Page text:
Success regarding sys-net on the debian-11 template for this hardware:

Summary

I was able to get a debian-11 based sys-net to work with the WiFi NIC. I had to grab an updated firmware from the Linux Kernel’s git repo and drop it in /usr/lib/firmware, unload iwlwifi, then load iwlwifi again. Debian bullseye-backports did not have a sufficiently new firmware, either, as it’s extremely outdated for this, only a handful of months newer than stable, both of which are apparently stuck back in 2021.

Failure Situation

When failing, the WiFi NIC simply doesn’t appear in the UI nor in iwconfig, rfkill, or anywhere else one would expect to see it. In comparison, it worked immediately when using the fedora-37 template for this purpose instead.

dmesg in sys-net (using debian-11 template) when failing to locate adequate firmware:

[  637.624812] Intel(R) Wireless WiFi driver for Linux
[  637.629529] iwlwifi 0000:00:06.0: Direct firmware load for iwlwifi-so-a0-gf-a0-72.ucode failed with error -2

    ... trimmed lots of lines just like the above and below ...

[  637.809197] iwlwifi 0000:00:06.0: Direct firmware load for iwlwifi-so-a0-gf-a0-39.ucode failed with error -2
[  637.809227] iwlwifi 0000:00:06.0: no suitable firmware found!
[  637.809248] iwlwifi 0000:00:06.0: minimum version required: iwlwifi-so-a0-gf-a0-39
[  637.809272] iwlwifi 0000:00:06.0: maximum version supported: iwlwifi-so-a0-gf-a0-72
[  637.809291] iwlwifi 0000:00:06.0: check git://git.kernel.org/pub/scm/linux/kernel/git/firmware/linux-firmware.git

Success Situation

When working, the WiFi NIC appears in all the expected locations in the UI and in the various command line tooling. Once loading new enough iwlwifi firmware, this occurs. No other changes were required, no new packages were required to be installed, and no other configuration changes were necessary.

In the network selection UI, the expected list of local SSIDs appeared immediately. No VM reboot nor service restart was required for this to take effect.

Directions:
• A. Translate this sentence from the WiFi firmware write-up into Spanish: "No other changes were required, no new packages were required to be installed, and no other configuration changes were necessary."
• B. Reproduce the WiFi firmware write-up word for word, starting with "When working, the" and going on through "to take effect.".
• C. Go on with the write-up about getting WiFi working in the debian-11 sys-net, picking up after its final sentence.

Raw records:
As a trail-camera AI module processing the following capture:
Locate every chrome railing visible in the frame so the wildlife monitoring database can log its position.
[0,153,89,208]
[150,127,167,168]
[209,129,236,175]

Final answers:
• A. No se necesitaron otros cambios, no fue necesario instalar paquetes nuevos y no hicieron falta otros cambios de configuración.

• B.
When working, the WiFi NIC appears in all the expected locations in the UI and in the various command line tooling. Once loading new enough iwlwifi firmware, this occurs. No other changes were required, no new packages were required to be installed, and no other configuration changes were necessary.

In the network selection UI, the expected list of local SSIDs appeared immediately. No VM reboot nor service restart was required for this to take effect.

• C.
dmesg said this upon success:

[ 1477.040503] iwlwifi 0000:00:06.0: Detected Intel(R) Wi-Fi 6E AX211 160MHz, REV=0x370
[ 1477.215021] iwlwifi 0000:00:06.0: loaded PNVM version 64acdc51
[ 1477.231341] iwlwifi 0000:00:06.0: Detected RF GF, rfid=0x2010d000
[ 1477.304539] iwlwifi 0000:00:06.0: base HW address: <REMOVED MAC ADDRESS>
[ 1477.508062] iwlwifi 0000:00:06.0: firmware didn't ACK the reset - continue anyway
[ 1477.508233] iwlwifi 0000:00:06.0: Start IWL Error Log Dump:
[ 1477.508265] iwlwifi 0000:00:06.0: Transport status: 0x0000004A, valid: 6
[ 1477.508304] iwlwifi 0000:00:06.0: Loaded firmware version: 72.daa05125.0 so-a0-gf-a0-72.ucode

Steps to Implement

These are the steps I took to put this into effect. If there is a best practice on how to do this that is more appropriate than any step below, I would appreciate the feedback.

Step 1: Option A: Being specific:

If you are bandwidth constrained or you know what files you want (then why are you reading this?), you can go directly to the linux-firmware git repo, download the specific iwlwifi-* file(s) you need, then put the file(s) you downloaded in /usr/lib/firmware/.

Step 1: Option B: Not being specific: (I did this one)

This is what I did to just copy all of the iwlwifi firmware files in bulk, instead:

# Clone the `linux-firmware` git repo to local
$ git clone --depth 1 git://git.kernel.org/pub/scm/linux/kernel/git/firmware/linux-firmware.git

# Copy the `iwlwifi-*` firmware to `/usr/lib/firmware`
$ sudo cp -v linux-firmware/iwlwifi-* /usr/lib/firmware

# When you're sure you're done with it, delete the `linux-firmware` repo (you can do this later)
$ rm -Rf linux-firmware

Step 2: Don’t restart the VM… just reload the module.

(…if you did this in a VM where the WiFi NIC is attached and not just a TemplateVM)

# Check to see if it's loaded (it should be, but it won't be working)
$ lsmod | grep iwlwifi

# Unload the module
$ sudo modprobe -r iwlwifi

# Check to see if it's loaded (now it should NOT have returned anything)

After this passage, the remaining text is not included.